Saved entries
• • •

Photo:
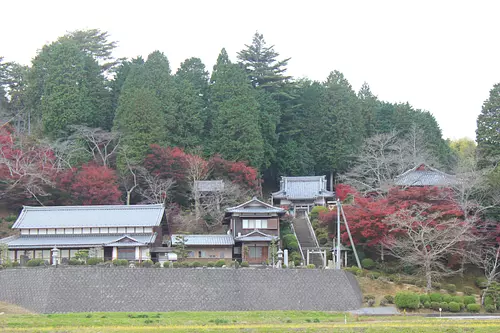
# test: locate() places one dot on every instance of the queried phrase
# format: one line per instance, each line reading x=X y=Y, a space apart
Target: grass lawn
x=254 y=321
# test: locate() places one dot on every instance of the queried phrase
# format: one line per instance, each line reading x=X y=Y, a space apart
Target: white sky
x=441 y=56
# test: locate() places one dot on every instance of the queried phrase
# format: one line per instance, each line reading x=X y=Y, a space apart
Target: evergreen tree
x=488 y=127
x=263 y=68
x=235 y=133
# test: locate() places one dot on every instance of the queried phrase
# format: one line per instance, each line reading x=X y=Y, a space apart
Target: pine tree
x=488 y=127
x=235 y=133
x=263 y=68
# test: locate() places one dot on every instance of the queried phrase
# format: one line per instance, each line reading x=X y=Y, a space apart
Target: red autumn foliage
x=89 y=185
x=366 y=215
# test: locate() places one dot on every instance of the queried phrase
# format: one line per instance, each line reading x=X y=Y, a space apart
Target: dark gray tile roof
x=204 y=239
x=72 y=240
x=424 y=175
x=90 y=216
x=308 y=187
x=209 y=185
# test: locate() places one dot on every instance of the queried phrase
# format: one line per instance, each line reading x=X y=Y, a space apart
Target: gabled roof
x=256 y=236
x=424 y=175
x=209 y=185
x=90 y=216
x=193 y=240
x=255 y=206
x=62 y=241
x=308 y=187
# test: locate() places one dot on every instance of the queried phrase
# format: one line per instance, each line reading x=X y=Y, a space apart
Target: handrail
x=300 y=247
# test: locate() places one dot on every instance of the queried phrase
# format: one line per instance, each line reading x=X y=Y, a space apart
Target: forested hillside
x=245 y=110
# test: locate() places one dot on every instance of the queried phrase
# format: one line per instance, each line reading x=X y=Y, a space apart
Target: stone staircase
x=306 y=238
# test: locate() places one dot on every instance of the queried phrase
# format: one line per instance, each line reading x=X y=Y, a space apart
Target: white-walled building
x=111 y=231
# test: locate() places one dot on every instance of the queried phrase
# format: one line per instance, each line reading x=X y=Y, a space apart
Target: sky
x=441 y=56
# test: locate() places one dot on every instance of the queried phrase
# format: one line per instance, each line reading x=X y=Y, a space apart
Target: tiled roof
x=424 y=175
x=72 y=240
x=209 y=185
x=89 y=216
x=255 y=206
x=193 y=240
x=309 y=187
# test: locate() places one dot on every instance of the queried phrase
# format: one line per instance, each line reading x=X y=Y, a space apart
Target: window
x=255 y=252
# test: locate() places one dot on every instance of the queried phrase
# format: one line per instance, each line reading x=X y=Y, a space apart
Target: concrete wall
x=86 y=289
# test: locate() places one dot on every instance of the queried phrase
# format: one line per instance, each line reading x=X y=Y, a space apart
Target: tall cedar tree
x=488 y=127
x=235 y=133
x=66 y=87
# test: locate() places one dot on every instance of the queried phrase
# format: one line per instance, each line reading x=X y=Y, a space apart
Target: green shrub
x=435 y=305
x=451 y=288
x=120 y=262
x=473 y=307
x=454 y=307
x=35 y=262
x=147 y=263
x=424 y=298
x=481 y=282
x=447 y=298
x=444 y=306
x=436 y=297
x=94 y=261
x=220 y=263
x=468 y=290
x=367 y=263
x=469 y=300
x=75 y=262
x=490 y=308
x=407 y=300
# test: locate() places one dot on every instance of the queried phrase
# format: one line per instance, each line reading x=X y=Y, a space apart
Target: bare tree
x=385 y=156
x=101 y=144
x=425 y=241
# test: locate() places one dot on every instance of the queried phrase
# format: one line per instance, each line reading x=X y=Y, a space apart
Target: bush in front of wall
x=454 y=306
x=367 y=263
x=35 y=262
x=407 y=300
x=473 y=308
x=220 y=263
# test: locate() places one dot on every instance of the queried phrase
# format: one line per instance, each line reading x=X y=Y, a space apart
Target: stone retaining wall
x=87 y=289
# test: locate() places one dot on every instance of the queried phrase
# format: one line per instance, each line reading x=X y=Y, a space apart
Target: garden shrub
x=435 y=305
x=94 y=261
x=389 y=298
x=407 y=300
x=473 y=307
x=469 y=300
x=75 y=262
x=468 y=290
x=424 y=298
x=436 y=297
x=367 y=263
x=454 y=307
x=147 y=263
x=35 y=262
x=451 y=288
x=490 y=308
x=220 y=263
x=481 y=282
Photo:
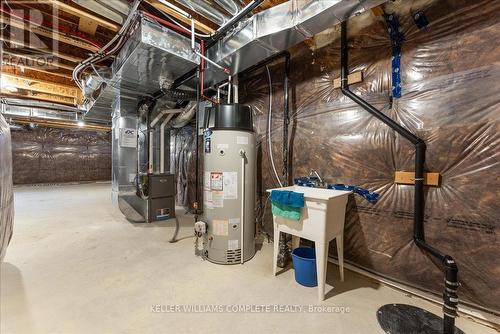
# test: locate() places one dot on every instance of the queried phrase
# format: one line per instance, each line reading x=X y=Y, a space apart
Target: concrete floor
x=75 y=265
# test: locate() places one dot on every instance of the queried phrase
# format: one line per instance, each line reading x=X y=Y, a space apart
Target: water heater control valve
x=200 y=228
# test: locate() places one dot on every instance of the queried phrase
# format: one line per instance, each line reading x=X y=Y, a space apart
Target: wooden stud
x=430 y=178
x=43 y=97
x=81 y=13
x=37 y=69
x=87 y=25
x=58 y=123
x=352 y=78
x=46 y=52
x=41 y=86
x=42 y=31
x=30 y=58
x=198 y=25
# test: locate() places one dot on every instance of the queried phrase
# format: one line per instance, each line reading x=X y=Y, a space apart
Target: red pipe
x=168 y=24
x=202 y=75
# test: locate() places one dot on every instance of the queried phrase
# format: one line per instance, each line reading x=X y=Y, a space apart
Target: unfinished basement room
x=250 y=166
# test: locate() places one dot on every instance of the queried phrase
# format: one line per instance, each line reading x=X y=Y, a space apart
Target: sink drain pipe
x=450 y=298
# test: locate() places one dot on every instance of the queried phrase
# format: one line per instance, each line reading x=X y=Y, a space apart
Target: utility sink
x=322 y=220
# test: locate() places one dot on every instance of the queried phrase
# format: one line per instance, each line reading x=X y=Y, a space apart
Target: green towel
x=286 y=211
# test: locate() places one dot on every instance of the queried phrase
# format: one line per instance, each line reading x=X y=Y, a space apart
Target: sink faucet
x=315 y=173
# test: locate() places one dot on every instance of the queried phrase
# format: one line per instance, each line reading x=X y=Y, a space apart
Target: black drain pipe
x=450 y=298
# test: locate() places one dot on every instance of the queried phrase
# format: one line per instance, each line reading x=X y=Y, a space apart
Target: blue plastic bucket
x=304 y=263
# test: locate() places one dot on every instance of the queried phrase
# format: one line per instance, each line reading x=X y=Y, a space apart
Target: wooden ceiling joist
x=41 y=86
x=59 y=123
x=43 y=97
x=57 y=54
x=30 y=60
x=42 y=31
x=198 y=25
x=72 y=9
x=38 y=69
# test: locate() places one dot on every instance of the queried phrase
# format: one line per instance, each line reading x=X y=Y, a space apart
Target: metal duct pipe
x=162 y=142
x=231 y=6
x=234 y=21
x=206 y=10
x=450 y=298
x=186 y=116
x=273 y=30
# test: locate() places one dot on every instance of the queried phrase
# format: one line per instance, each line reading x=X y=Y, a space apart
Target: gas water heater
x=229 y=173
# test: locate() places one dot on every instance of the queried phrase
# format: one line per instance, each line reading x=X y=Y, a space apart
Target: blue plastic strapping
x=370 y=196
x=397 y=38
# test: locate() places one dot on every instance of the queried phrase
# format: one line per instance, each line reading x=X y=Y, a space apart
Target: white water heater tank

• • •

■ TASK OBJECTIVE:
Put every line of the items above into a numbered list, leaving out any blank lines. Omit the pictures from your answer.

■ EXPECTED ANSWER:
1. Photo:
2. # test: locate() places one dot on every instance of the queried phrase
3. # format: one line per instance, each line reading x=X y=Y, a space apart
4. Target: grass lawn
5. x=254 y=321
6. # test: locate() places one dot on every instance of the queried phrase
7. # format: one line per instance, each line reading x=X y=Y, a space apart
8. Target: white sky
9. x=441 y=56
10. # test: locate() places one dot on every instance of the queried phrase
11. # format: one line per instance, each line reading x=X y=Y, a space apart
12. Target: evergreen tree
13. x=488 y=127
14. x=263 y=68
15. x=235 y=133
16. # test: locate() places one dot on every instance of the queried phrase
17. # format: one line per instance, each line reading x=X y=Y, a space apart
18. Target: pine tree
19. x=488 y=127
20. x=235 y=133
21. x=263 y=68
22. # test: locate() places one dot on every instance of the queried phrase
23. # format: one line per instance, each line reading x=X y=Y, a space apart
24. Target: red autumn foliage
25. x=89 y=185
26. x=366 y=215
27. # test: locate() places one dot on every instance of the queried phrase
28. # format: one line per instance, each line reading x=X y=Y, a space apart
29. Target: dark gray tile roof
30. x=204 y=239
31. x=72 y=240
32. x=424 y=175
33. x=90 y=216
34. x=308 y=187
35. x=209 y=185
36. # test: locate() places one dot on every instance of the queried phrase
37. # format: one line per instance, each line reading x=X y=Y, a space apart
38. Target: gabled roof
39. x=256 y=236
40. x=424 y=175
41. x=209 y=185
42. x=90 y=216
43. x=193 y=240
44. x=255 y=206
45. x=62 y=241
46. x=308 y=187
47. # test: locate() places one dot on every instance of the queried phrase
48. # format: one line per instance, each line reading x=X y=Y, a space apart
49. Target: handrail
50. x=300 y=247
51. # test: locate() places one dot on every instance of the queried phrase
52. # format: one line per instance, each line reading x=X y=Y, a space apart
53. Target: forested hillside
54. x=245 y=110
55. # test: locate() places one dot on every instance of the queried phrase
56. # format: one line per instance, each line reading x=X y=Y, a space apart
57. Target: stone staircase
58. x=306 y=238
59. # test: locate() places one dot on every instance of the queried phrase
60. # format: one line per instance, each line reading x=X y=Y, a space apart
61. Target: white-walled building
62. x=111 y=231
63. # test: locate() places one dot on every instance of the queried phrase
64. # format: one line per instance, each line reading x=X y=Y, a space apart
65. Target: sky
66. x=441 y=56
67. # test: locate() places one dot on every instance of the queried phrase
68. # format: one line per instance, each line reading x=X y=Y, a space apart
69. Target: tiled roof
70. x=424 y=175
71. x=72 y=240
72. x=209 y=185
73. x=89 y=216
74. x=255 y=206
75. x=193 y=240
76. x=309 y=187
77. # test: locate() places one dot on every instance of the queried phrase
78. # format: one line per instance, each line reading x=X y=Y, a space apart
79. Target: window
80. x=255 y=252
81. # test: locate() places one dot on every instance of the queried phrase
82. # format: one line per instance, each line reading x=X y=Y, a space apart
83. Target: concrete wall
84. x=86 y=289
85. # test: locate() places one dot on every instance of the queried phrase
86. # format: one line per instance, each line reading x=X y=Y, a space apart
87. Target: tall cedar tree
88. x=488 y=127
89. x=235 y=133
90. x=66 y=87
91. # test: locate() places one dot on every instance of the queried phrase
92. # format: one line per instance, each line reading x=X y=Y, a space apart
93. Target: green shrub
94. x=435 y=305
95. x=451 y=288
96. x=120 y=262
97. x=473 y=307
98. x=454 y=307
99. x=35 y=262
100. x=147 y=263
101. x=424 y=298
102. x=481 y=282
103. x=447 y=298
104. x=444 y=306
105. x=436 y=297
106. x=94 y=261
107. x=220 y=263
108. x=468 y=290
109. x=367 y=263
110. x=469 y=300
111. x=75 y=262
112. x=490 y=308
113. x=407 y=300
114. # test: locate() places one dot on every instance of the queried phrase
115. # format: one line per instance, each line reading x=X y=Y, a space apart
116. Target: bare tree
117. x=385 y=156
118. x=101 y=144
119. x=425 y=241
120. # test: locate() places one dot on every instance of the queried phrase
121. # format: one line per instance, each line reading x=X y=Y, a space apart
122. Target: bush in front of wall
123. x=454 y=306
124. x=367 y=263
125. x=35 y=262
126. x=407 y=300
127. x=473 y=308
128. x=220 y=263
129. # test: locate() places one dot on every instance of the queried phrase
130. # format: one line per instance, each line reading x=X y=Y, a space apart
131. Target: stone retaining wall
132. x=87 y=289
133. # test: locate() places one dot on every instance of the queried phrase
134. # format: one line per instance, each line reading x=X y=Y, a space apart
135. Target: garden shrub
136. x=435 y=305
137. x=94 y=261
138. x=389 y=298
139. x=407 y=300
140. x=473 y=307
141. x=469 y=300
142. x=75 y=262
143. x=468 y=290
144. x=424 y=298
145. x=436 y=297
146. x=367 y=263
147. x=454 y=307
148. x=147 y=263
149. x=35 y=262
150. x=451 y=288
151. x=490 y=308
152. x=220 y=263
153. x=481 y=282
154. Photo:
155. # test: locate() places one dot on every instance of the queried phrase
156. # format: one line per instance, each line reading x=X y=Y, a space apart
157. Target: concrete floor
158. x=75 y=265
159. # test: locate() places one dot on every instance of the queried phrase
160. # format: one line per instance, each line reading x=X y=Y, a space apart
161. Target: water heater control valve
162. x=200 y=228
163. # test: locate() places one dot on every instance of the queried phrase
164. # format: one line per instance, each line reading x=X y=Y, a space apart
165. Target: wooden stud
166. x=430 y=178
167. x=43 y=97
168. x=81 y=13
169. x=37 y=69
170. x=87 y=25
171. x=58 y=123
172. x=352 y=78
173. x=46 y=52
174. x=41 y=86
175. x=42 y=31
176. x=30 y=58
177. x=198 y=25
178. # test: locate() places one dot on every instance of the queried phrase
179. # format: one line per instance, each line reading x=X y=Y, a space apart
180. Target: red pipe
181. x=168 y=24
182. x=202 y=75
183. # test: locate() places one dot on every instance of the queried phrase
184. # format: one line per instance, each line reading x=X y=Y, a space apart
185. Target: unfinished basement room
186. x=250 y=166
187. # test: locate() places one dot on every instance of the queried phrase
188. # format: one line per instance, each line reading x=X y=Y, a space apart
189. Target: sink drain pipe
190. x=450 y=298
191. # test: locate() places one dot on every instance of the queried phrase
192. # format: one line per instance, each line reading x=X y=Y, a space apart
193. Target: utility sink
194. x=322 y=220
195. # test: locate() places one dot on every instance of the queried phrase
196. # format: one line per instance, each line reading x=X y=Y, a space apart
197. Target: green towel
198. x=286 y=211
199. # test: locate() places one dot on every instance of the queried phrase
200. # format: one line per instance, each line reading x=X y=Y, a space apart
201. Target: sink faucet
202. x=315 y=173
203. # test: locate() places one dot on every instance of the queried phrase
204. # format: one line per instance, each line reading x=X y=Y, a space apart
205. Target: black drain pipe
206. x=450 y=298
207. # test: locate() places one dot on every instance of the queried phrase
208. # format: one line per instance, each line reading x=X y=Y, a space apart
209. Target: blue plastic bucket
210. x=304 y=263
211. # test: locate() places one dot on every instance of the queried phrase
212. # format: one line per instance, each line reading x=X y=Y, a space apart
213. Target: wooden ceiling joist
214. x=41 y=86
215. x=59 y=123
216. x=43 y=97
217. x=57 y=54
218. x=30 y=60
219. x=42 y=31
220. x=198 y=25
221. x=72 y=9
222. x=38 y=69
223. # test: locate() places one dot on every instance of the queried phrase
224. # format: one line per instance, each line reading x=X y=Y, a space apart
225. Target: metal duct pipe
226. x=162 y=142
227. x=231 y=6
228. x=234 y=21
229. x=206 y=10
230. x=450 y=298
231. x=186 y=116
232. x=273 y=30
233. # test: locate() places one dot on every instance of the queried phrase
234. # format: one line per instance, each line reading x=X y=Y, a space apart
235. Target: gas water heater
236. x=229 y=173
237. # test: locate() places one dot on every instance of the queried phrase
238. # format: one line per instance, each line reading x=X y=Y, a space apart
239. Target: blue plastic strapping
240. x=370 y=196
241. x=397 y=38
242. # test: locate() places one dot on every instance of the queried phrase
243. # format: one line per instance, each line reading x=X y=Y, a space apart
244. Target: white water heater tank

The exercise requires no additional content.